> EXERCISE PASSAGE

-- Opening Marker --

In an interview with the editors of Heterodoxy, Dr Thomas claimed that the anti-AIDS drug, AZT, actually causes AIDS because "DNA synthesis and cell division are essential to mount an immune response. AZT kills replicating cells. AZT in a sense can be a cause of AIDS diseases. The patient loses hair and the proliferating intestinal epithelia are destroyed."

As early as March 1987, AZT was approved by both US and Australian health authorities as an effective anti-AIDS drug. As there are over 20 illnesses covered by the acronym AIDS, it is understandable that AZT was hailed as a major break-through in treating AIDS sufferers.

To this claim that AZT kills HIV, Dr Thomas says: "AZT kills any bit of DNA that tries to replicate. it is a crazy way to try to kill the HIV virus ... Besides, where is the evidence that the incorporated virus is doing any harm at all? Yet Burroughs-Wellcome's figures [the manufacturers of AZT] indicate that 200,000 people world-wide receive AZT every day at a cost of US$2300 [per person per years]"

Popular press reports continue to refer to HIV as the AIDS-causing virus, despite the well-known fact that there are AIDS-sufferers with no HIV in their bodies.

INFECTION

Proponents of anal sex remain silent about the fact that semen in the rectum, often accompanied by tissue tearing, is an ideal breeding ground for infections. Therefore a person whose body already suffers from drug toxicity will have difficulty fighting additional infections within the anal passage. The normal immune system begins to suffer from overload leading t its total shut-down.

Dr Peter Duesberg, Professor of Molecular Biology, University of California, is a member of the National Academy of Science and an executive, member of The Group. He has been questioning the validity of the HIV-AIDS hypothesis since early 1987. Duesberg finds it "surprising that AIDS epidemiologists prefer the 'enigmatic mechanism of HIV pathogenesis to AIDS' over the straightforward chemical drug toxicity".

He claims that "the 10 years of recreational drug use that is necessary to cause AIDS is a rational explanation for what is claimed to be the 10 year latent period of HIV by the proponents of the HIV-AIDS hypothesis".

Duesberg has been severely criticised for holding the drugs-AIDS hypothesis.

-- Closing Marker --

Region pointing data:

-- Opening Marker --

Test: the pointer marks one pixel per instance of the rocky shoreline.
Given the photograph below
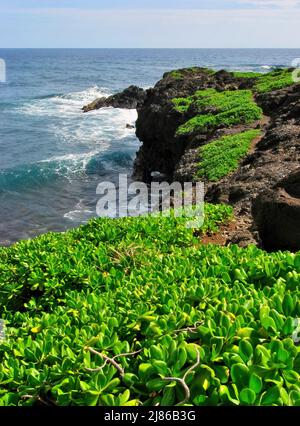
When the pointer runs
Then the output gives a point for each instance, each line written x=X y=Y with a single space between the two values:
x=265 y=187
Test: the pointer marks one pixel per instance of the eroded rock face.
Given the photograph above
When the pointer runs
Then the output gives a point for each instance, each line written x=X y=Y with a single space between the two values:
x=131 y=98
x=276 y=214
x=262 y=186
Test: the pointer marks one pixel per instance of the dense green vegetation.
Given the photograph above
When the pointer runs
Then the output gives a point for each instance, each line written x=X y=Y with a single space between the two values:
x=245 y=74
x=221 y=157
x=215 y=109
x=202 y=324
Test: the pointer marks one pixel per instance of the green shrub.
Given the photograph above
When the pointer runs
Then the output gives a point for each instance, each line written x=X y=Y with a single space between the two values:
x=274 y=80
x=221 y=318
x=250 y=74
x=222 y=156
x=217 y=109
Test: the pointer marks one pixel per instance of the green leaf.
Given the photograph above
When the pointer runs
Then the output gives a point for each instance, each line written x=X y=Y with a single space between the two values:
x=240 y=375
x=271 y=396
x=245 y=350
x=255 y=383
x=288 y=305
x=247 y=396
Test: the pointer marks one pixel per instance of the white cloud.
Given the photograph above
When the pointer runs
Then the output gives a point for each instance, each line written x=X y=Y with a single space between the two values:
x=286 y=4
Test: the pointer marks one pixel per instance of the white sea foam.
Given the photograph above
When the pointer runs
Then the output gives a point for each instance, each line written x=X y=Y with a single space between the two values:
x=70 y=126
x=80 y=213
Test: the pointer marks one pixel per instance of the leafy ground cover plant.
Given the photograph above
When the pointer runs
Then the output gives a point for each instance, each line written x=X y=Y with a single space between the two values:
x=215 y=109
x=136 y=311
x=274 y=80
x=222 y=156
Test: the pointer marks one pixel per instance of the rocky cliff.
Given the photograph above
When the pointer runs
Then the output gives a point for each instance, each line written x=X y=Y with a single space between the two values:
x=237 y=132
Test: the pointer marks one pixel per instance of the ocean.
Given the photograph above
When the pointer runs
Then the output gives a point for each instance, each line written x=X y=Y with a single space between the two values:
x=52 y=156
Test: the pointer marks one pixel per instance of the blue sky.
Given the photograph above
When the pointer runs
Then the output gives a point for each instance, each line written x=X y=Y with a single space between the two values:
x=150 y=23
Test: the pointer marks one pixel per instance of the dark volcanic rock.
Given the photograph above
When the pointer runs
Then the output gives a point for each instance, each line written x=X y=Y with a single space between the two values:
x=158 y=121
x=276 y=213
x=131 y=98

-- Closing Marker --

> PROBLEMS TO WORK ON
• 1. How would you render this sentence from the passage on AZT and AIDS in Spanish: "As early as March 1987, AZT was approved by both US and Australian health authorities as an effective anti-AIDS drug."
• 2. According to the passage on AZT and AIDS, since when has Duesberg been questioning the validity of the HIV-AIDS hypothesis?
• 3. Can you resume the passage on AZT and AIDS, picking up right after its last sentence?
You can set the rows aside; they aren't needed.

> ANSWERS TO THIS EXERCISE
• 1. Ya en marzo de 1987, el AZT fue aprobado por las autoridades sanitarias de Estados Unidos y de Australia como un fármaco eficaz contra el sida.

• 2. Since early 1987.

• 3.
The 'true believers' see Duesberg as a dangerous man whose views are undermining the safe-sex and clean needles campaigns.

In a recent issue of Nature there appears an article by Michael Ascher, et al., which specifically refutes Duesberg's claims about recreational use of drugs causing AIDS.

Although the article mentions Duesberg by name 19 times, Nature has to date refused to give him right of reply. Worse still, its editorial of May 13, written by its editor Sir John Maddox, is titled 'Has Duesberg the right of reply?" The editorial then goes on to justify its censorship of Duesberg's view.

Here are the first two paragraphs of Duesberg's response which Nature  refuses to publish:

Asher, et al., challenge my hypothesis that injected and orally consumed recreational drugs and AZT cause AIDS. Based on a one-time enquiry about the use of marijuana, nitrate inhalants, cocaine and amphetamines 'for the 24 month period before entry into the study' of mostly homosexual men from San Francisco, they claim the incidence of AIDS diseases over 8 years is independent of drugs.

"However, their study is worthless for a scientific appraisal of the drug-AIDS hypothesis, because it fails i) to study the AIDS risk of HIV-positive, drug-free controls; ii) to quantify recreational drug use; iii) to observe drug use long enough to detect toxicity; and iv) to report AZT use altogether." 

It seems that Duesberg's claims deserve airing. I view such censorship of scientific debate with trepidation. But then 'politically correct' forces aiming to stifle open debate on numerous topics are alive and well.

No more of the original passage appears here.